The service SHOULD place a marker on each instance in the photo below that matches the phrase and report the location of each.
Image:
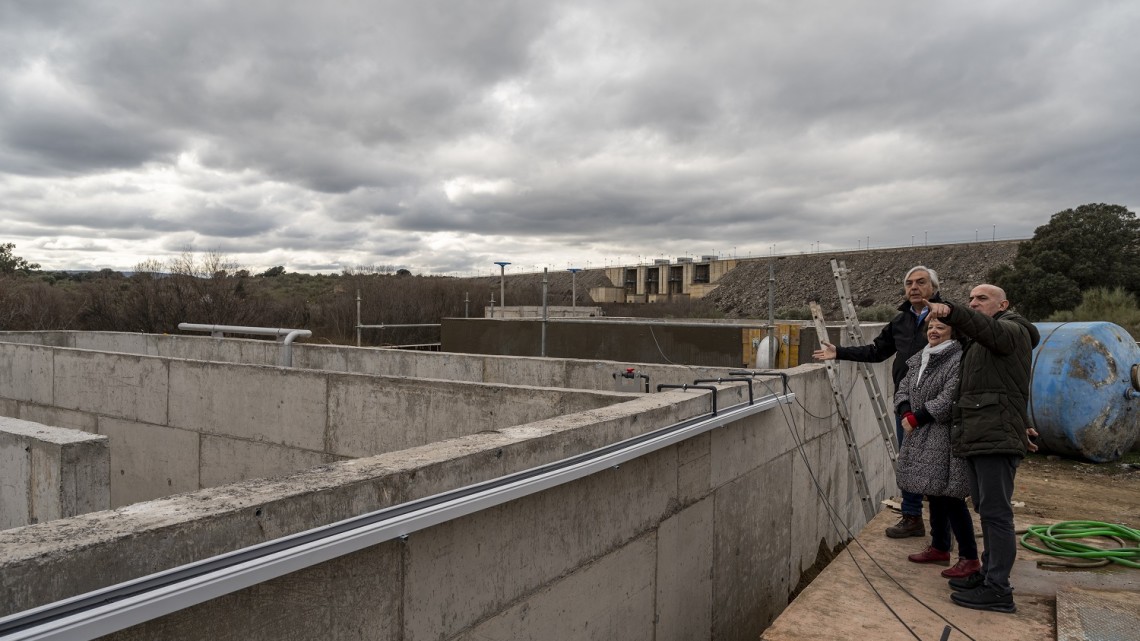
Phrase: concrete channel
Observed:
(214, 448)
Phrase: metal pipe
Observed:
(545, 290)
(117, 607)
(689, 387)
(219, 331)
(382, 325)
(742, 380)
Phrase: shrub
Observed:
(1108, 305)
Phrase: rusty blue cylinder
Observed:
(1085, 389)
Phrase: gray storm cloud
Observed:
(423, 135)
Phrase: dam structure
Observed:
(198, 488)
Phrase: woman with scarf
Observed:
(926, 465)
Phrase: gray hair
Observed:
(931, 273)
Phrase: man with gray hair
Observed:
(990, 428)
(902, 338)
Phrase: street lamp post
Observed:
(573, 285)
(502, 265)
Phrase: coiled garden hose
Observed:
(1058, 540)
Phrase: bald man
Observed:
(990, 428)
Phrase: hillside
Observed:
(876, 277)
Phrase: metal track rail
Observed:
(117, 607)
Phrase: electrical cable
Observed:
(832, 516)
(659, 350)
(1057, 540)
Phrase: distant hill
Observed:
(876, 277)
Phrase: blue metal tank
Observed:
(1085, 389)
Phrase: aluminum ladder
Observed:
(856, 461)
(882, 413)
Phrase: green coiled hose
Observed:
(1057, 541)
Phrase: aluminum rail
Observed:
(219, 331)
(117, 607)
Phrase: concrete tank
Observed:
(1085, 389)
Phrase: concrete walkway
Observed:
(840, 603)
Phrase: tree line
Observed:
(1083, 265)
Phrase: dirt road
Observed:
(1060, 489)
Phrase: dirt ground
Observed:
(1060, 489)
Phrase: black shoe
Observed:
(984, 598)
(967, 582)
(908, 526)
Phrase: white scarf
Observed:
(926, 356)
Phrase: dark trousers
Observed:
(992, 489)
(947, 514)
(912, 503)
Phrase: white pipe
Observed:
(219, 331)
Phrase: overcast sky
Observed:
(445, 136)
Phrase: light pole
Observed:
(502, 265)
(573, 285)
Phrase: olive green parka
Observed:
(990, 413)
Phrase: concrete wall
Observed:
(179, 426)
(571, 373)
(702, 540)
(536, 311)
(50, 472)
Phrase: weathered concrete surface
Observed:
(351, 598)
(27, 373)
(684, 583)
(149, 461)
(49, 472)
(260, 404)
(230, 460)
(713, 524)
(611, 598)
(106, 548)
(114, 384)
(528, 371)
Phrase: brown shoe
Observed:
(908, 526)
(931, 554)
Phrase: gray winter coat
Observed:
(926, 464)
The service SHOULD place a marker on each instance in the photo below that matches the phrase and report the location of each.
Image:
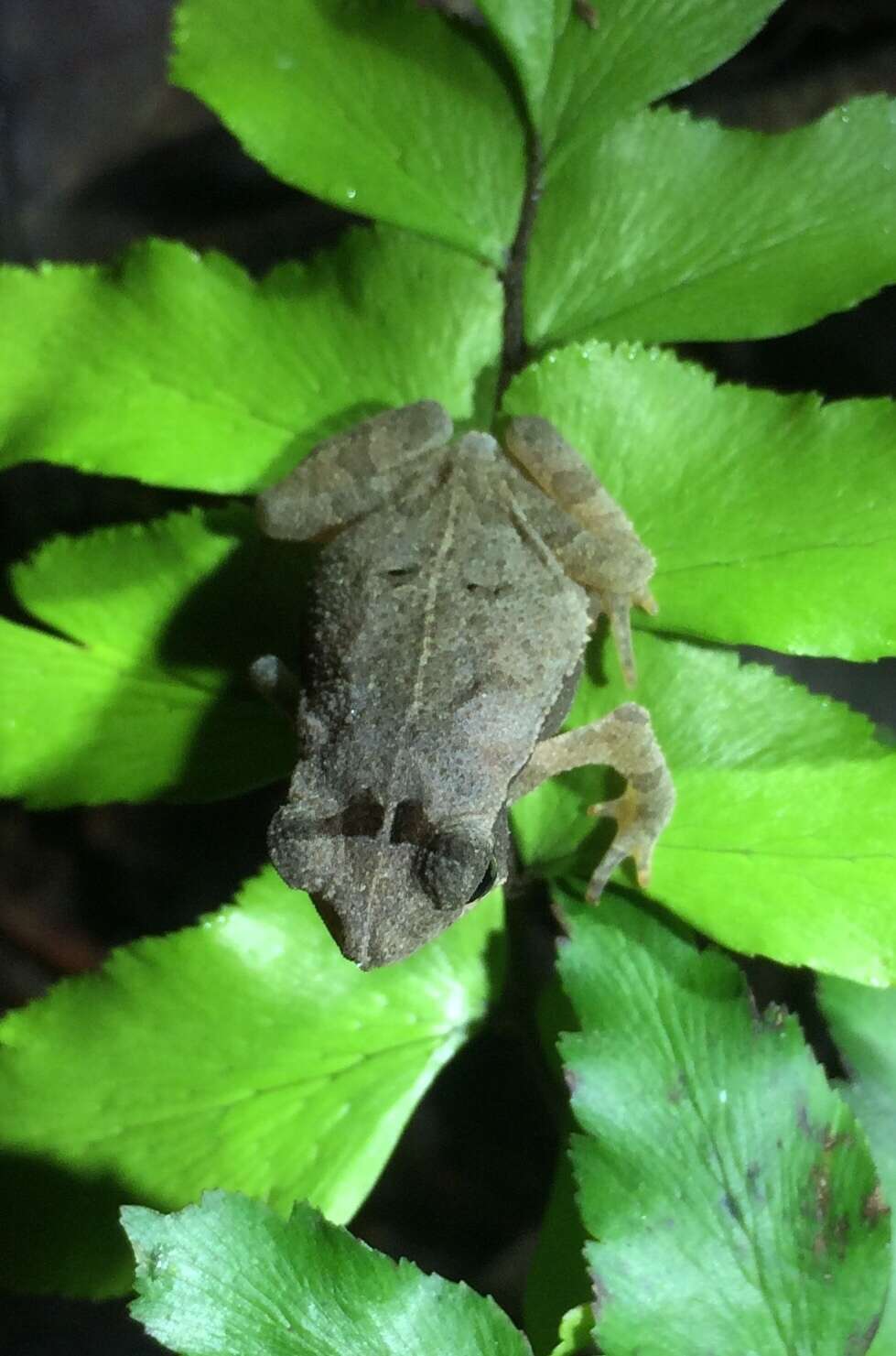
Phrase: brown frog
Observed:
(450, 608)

▸ Required task: Quote the entire listing above word for word, leaving out the pictures.

▸ Solution:
The service SHOULD place a marker on each instance in the photo below that matches the phrase and report the location of each.
Image:
Phrase: concrete channel
Observed:
(214, 448)
Phrase: metal pipe
Observed:
(545, 290)
(117, 607)
(689, 387)
(219, 331)
(382, 325)
(742, 380)
Phrase: shrub
Observed:
(1108, 305)
Phrase: rusty blue cylinder
Observed:
(1085, 389)
Phrase: gray storm cloud
Observed:
(423, 135)
Phrase: dam structure
Observed:
(198, 488)
Phrase: woman with scarf
Observed:
(926, 465)
Phrase: gray hair
Observed:
(931, 273)
Phrase: man with gray hair
Observed:
(990, 428)
(902, 338)
Phrase: street lamp post
Observed:
(573, 285)
(502, 265)
Phrase: coiled garden hose
Observed:
(1058, 540)
Phrase: bald man
Observed:
(990, 428)
Phrase: hillside
Observed:
(876, 277)
Phrase: metal track rail
Observed:
(117, 607)
Phrase: electrical cable
Observed:
(832, 516)
(659, 350)
(1057, 540)
Phrase: distant hill
Observed:
(876, 277)
Phrase: blue metal tank
Observed:
(1085, 389)
Phrase: aluminum ladder
Observed:
(856, 461)
(882, 413)
Phrase: green coiled hose
Observed:
(1057, 541)
Phrase: aluminum rail
Observed:
(219, 331)
(117, 607)
Phrase: concrete tank
Observed:
(1085, 389)
Phrase: concrete walkway
Observed:
(840, 603)
Phrase: tree line
Observed:
(1083, 265)
Phrase: dirt road
Observed:
(1060, 489)
Phrase: dirt ground
Observed:
(1060, 489)
Phrase: black shoe
Observed:
(984, 598)
(967, 582)
(908, 526)
Phrase: white scarf
Observed:
(926, 356)
Phrase: dark trousers
Observed:
(992, 489)
(947, 514)
(912, 503)
Phrase: white pipe
Observed:
(219, 331)
Phrase: overcast sky
Observed:
(445, 136)
Phrase: light pole
Observed:
(502, 265)
(573, 285)
Phrase: olive green parka
Observed:
(990, 413)
Phrase: concrete wall
Observed:
(179, 426)
(571, 373)
(702, 540)
(536, 311)
(50, 472)
Phrase: weathered concrete surface
Observed:
(351, 598)
(27, 373)
(684, 583)
(149, 461)
(49, 472)
(260, 404)
(230, 460)
(713, 524)
(611, 598)
(106, 548)
(114, 384)
(528, 371)
Phrase: brown shoe
Observed:
(908, 526)
(931, 554)
Phrase: gray winter coat
Observed:
(926, 464)
The service SHOULD place a marker on each instance in the photo below that matches the phrase and report the location of each.
Image:
Phrase: brown frog
Observed:
(450, 608)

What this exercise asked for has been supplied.